## BEGIN

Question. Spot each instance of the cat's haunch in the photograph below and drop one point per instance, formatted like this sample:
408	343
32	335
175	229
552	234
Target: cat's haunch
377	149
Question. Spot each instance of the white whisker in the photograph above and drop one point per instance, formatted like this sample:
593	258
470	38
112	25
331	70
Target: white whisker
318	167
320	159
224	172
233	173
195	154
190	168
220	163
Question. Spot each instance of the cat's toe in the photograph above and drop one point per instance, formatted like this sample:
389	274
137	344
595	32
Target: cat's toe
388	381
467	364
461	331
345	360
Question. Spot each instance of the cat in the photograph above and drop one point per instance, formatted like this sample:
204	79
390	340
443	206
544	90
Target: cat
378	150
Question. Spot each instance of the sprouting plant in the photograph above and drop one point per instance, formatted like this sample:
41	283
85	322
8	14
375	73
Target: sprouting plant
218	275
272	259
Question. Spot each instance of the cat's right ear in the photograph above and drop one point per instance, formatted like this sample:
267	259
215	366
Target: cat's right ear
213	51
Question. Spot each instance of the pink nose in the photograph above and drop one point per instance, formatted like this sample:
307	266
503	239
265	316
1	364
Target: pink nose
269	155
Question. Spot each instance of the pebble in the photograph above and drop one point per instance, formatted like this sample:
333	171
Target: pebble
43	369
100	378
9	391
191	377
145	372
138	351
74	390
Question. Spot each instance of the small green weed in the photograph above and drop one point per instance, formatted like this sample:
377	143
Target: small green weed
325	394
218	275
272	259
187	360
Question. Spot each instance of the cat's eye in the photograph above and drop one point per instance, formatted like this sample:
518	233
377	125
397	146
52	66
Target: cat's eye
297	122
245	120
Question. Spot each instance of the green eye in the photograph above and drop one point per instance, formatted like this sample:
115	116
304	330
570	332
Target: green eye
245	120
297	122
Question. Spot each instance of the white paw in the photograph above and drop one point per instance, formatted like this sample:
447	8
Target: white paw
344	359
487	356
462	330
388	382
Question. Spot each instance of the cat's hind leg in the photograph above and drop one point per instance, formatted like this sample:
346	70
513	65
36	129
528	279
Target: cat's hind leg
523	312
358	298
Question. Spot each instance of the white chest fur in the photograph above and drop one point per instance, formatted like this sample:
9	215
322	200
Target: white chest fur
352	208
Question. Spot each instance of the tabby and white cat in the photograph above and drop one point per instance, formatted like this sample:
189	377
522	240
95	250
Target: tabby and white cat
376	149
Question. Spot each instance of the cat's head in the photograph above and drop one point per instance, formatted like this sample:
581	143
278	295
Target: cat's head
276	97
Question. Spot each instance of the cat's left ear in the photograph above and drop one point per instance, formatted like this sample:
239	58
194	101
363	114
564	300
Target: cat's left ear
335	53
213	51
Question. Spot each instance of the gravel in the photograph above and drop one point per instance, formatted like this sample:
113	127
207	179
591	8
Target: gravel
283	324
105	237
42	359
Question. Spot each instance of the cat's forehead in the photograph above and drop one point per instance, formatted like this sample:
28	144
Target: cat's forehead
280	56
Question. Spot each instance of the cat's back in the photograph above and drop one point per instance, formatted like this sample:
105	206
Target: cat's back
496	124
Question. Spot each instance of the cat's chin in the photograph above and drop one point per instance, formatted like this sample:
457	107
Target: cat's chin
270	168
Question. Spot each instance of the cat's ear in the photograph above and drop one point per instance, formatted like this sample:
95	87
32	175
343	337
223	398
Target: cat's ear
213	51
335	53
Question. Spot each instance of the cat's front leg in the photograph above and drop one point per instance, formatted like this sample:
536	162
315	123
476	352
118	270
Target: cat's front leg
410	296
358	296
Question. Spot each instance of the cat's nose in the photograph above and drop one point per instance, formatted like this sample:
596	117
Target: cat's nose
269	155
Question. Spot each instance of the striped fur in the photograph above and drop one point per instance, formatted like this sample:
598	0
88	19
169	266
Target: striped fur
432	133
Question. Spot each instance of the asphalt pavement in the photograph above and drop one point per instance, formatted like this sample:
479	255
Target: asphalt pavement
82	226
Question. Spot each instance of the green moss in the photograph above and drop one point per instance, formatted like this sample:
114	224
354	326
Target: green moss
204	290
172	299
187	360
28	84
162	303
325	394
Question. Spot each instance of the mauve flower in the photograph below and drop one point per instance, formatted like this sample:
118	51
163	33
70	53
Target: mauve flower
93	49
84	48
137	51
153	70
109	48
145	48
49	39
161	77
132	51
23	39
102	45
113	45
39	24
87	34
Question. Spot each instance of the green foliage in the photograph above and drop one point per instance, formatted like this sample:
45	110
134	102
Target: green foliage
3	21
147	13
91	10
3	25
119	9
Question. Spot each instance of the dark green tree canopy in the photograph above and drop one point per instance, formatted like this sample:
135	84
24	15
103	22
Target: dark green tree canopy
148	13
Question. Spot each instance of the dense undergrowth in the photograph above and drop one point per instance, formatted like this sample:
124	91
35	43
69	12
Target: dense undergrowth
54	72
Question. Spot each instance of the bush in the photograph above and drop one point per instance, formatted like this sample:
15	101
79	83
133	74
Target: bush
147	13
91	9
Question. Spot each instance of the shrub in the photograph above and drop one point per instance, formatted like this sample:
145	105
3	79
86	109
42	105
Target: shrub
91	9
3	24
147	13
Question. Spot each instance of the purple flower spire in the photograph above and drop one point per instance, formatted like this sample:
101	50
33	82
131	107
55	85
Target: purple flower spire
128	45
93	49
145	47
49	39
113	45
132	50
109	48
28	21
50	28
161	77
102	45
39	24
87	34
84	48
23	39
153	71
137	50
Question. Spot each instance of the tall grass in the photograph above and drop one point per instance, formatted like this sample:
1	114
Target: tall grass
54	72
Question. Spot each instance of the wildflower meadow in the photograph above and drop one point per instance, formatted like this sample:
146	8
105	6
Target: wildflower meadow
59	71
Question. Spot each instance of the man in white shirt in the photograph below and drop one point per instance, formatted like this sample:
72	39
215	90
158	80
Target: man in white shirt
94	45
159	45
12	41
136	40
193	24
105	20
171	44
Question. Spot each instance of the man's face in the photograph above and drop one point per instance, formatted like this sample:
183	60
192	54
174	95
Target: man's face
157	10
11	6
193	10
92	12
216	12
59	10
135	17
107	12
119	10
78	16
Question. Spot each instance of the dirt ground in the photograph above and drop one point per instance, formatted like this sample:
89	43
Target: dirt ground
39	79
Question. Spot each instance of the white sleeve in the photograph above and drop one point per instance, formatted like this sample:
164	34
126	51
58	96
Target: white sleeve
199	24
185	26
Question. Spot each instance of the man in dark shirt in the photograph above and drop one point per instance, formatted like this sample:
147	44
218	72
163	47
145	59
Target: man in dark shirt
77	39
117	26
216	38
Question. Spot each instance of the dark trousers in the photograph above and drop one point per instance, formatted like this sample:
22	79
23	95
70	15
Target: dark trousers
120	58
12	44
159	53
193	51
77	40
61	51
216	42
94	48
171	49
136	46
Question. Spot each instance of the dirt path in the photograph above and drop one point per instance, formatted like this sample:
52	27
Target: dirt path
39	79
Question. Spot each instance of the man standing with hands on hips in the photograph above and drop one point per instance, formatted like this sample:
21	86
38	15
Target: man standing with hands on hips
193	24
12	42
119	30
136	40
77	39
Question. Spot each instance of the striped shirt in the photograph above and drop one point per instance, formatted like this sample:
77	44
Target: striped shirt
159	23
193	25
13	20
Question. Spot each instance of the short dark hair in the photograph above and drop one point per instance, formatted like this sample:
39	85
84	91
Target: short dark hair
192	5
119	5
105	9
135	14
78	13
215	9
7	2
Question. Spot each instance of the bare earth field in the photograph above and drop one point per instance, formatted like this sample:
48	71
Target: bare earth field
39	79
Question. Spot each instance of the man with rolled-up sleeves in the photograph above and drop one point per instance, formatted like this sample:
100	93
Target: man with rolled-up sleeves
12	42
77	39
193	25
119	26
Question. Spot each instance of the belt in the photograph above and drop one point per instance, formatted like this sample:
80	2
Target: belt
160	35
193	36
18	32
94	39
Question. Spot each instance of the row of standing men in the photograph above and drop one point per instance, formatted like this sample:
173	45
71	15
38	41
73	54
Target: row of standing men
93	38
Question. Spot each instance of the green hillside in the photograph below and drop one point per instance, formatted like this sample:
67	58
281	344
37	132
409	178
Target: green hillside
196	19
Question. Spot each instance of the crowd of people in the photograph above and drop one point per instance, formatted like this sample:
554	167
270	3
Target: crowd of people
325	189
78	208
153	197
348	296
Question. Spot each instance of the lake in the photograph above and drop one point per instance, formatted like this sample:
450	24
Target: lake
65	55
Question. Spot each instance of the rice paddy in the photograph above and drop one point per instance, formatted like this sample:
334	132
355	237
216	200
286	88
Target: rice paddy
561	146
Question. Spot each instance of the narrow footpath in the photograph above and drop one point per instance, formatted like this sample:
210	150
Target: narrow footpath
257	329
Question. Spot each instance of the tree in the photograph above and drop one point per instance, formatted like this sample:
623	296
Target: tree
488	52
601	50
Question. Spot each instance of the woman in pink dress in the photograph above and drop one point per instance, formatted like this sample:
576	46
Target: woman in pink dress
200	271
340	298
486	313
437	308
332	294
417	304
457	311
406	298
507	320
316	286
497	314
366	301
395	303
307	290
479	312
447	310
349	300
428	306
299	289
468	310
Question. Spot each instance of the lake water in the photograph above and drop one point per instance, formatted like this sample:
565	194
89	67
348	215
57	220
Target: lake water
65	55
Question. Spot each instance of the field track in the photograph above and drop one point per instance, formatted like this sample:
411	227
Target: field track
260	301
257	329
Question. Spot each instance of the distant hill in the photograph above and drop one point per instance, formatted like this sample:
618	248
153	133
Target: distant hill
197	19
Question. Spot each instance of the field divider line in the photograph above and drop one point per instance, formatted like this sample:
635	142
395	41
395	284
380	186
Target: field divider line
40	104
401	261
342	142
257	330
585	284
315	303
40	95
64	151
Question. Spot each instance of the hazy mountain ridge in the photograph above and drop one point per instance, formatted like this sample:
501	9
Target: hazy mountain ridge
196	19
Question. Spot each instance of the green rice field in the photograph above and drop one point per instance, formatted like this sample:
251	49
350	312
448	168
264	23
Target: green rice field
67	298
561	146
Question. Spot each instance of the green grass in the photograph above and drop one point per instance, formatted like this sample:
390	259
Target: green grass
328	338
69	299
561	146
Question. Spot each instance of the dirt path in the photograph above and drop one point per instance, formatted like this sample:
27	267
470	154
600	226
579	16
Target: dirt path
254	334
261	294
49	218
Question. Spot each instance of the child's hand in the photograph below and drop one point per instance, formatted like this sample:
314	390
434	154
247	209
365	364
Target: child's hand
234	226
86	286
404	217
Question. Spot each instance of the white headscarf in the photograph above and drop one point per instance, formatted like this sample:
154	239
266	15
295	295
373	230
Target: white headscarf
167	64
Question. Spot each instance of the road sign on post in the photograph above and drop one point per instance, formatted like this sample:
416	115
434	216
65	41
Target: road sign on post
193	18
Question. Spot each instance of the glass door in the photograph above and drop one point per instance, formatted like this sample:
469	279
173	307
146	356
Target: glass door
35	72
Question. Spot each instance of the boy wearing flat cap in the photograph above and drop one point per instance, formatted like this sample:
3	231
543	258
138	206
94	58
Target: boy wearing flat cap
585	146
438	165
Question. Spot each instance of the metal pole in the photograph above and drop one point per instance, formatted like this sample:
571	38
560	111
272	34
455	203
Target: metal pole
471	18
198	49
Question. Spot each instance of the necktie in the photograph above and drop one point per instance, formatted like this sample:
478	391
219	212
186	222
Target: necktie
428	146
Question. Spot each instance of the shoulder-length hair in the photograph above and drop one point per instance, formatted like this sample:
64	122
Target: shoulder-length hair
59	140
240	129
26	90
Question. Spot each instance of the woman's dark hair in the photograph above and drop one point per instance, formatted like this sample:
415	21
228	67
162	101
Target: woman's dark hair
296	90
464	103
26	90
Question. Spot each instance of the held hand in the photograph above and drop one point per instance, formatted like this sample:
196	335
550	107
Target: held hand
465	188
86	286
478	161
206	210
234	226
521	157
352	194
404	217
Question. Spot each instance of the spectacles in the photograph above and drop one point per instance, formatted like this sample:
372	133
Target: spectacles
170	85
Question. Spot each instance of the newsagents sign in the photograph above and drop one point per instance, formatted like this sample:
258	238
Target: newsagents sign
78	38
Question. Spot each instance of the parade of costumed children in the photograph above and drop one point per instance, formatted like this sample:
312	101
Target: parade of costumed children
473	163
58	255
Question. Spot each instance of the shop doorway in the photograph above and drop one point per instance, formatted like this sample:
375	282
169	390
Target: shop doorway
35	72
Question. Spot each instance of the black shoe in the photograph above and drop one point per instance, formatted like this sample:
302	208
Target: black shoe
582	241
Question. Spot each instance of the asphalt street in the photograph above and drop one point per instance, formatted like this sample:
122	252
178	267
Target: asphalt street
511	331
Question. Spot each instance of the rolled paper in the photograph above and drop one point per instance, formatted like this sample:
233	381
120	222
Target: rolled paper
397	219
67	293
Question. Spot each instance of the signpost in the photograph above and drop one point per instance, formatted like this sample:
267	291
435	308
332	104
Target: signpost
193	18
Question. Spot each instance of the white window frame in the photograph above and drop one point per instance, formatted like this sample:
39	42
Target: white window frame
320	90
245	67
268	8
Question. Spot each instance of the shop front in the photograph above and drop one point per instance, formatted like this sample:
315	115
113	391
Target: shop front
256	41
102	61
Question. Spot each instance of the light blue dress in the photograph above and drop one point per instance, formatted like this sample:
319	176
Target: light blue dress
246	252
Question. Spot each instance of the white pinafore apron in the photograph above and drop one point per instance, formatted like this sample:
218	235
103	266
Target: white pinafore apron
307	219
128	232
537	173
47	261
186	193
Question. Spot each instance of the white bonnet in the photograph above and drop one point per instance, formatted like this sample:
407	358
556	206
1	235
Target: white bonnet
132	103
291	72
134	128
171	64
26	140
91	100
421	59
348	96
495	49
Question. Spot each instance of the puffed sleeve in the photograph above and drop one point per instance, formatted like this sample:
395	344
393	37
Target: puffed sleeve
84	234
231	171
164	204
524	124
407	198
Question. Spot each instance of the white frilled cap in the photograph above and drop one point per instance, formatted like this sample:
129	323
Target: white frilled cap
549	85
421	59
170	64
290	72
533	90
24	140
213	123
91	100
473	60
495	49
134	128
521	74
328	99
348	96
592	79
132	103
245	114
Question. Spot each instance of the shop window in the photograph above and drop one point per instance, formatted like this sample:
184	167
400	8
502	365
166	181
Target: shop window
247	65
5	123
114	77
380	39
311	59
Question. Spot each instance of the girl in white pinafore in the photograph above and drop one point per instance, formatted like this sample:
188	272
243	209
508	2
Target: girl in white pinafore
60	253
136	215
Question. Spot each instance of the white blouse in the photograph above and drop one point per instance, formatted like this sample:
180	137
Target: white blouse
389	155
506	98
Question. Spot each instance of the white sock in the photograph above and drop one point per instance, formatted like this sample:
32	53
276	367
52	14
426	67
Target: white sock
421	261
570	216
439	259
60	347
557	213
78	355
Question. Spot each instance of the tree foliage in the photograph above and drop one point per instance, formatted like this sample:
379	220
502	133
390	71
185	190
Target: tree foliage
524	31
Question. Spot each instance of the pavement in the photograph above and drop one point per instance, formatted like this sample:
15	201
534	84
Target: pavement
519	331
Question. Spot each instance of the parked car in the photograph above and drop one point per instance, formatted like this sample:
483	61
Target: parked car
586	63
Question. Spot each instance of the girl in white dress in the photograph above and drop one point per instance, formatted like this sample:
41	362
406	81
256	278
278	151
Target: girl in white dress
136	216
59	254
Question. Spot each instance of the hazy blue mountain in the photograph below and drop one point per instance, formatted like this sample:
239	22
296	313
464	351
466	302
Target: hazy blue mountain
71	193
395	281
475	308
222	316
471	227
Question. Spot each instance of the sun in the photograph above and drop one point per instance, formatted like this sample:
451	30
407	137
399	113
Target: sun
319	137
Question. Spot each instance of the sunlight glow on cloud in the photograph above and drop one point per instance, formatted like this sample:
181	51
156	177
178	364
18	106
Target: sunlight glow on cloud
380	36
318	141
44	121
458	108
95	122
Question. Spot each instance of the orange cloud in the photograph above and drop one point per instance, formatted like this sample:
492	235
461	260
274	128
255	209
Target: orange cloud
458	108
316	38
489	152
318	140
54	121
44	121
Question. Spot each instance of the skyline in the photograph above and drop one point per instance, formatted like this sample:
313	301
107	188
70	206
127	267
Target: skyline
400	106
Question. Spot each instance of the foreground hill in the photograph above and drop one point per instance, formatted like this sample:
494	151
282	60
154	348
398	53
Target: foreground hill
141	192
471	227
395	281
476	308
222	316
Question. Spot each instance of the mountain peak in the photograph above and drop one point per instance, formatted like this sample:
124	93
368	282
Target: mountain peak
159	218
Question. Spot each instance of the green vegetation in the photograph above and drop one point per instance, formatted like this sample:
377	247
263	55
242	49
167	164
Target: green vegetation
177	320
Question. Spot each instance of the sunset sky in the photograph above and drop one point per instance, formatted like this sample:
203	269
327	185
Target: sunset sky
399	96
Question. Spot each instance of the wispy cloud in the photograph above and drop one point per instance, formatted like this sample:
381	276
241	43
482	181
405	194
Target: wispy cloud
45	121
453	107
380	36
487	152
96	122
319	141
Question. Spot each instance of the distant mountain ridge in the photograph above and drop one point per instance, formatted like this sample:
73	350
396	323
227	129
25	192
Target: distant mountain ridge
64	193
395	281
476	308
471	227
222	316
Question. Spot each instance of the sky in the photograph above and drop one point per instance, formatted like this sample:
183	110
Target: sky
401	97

## END

» **AIM**:
Write out the lines again, starting at the line that contains "Question. Spot each instance of the wispy" and running through the last line, with "drop" replaced by "place" and everything else left unchanged.

» **REPLY**:
Question. Spot each instance of the wispy cloud in the photograph above and place one point per instance, formatted like this sample:
381	276
241	43
482	181
405	194
Target: wispy cloud
45	121
453	107
380	36
487	152
96	122
319	141
Question. Spot each instance of the distant mountain ridge in the photograph above and place one point per instance, formatted like this sample:
73	350
396	323
227	129
25	192
Target: distant mountain ridge
64	193
395	281
476	308
471	227
222	316
Question. Spot each instance of the sky in the photograph above and place one point per instance, formatted like this sample:
183	110
Target: sky
401	97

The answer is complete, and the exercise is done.